__Exercise inputs__

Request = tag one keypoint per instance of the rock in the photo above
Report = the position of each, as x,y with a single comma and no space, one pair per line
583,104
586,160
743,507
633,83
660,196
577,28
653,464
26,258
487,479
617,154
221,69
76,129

__Task to carry out__
Reproduce the lines above word for word, with no changes to their wording, numbers, spacing, or order.

__Correct result__
Request = tag one keypoint per instance of the rock in the photo above
Report = the position of each, as x,y with a single comma and no space, one pair per line
583,104
586,160
743,507
633,83
660,196
577,28
653,464
26,258
487,479
617,154
221,69
76,129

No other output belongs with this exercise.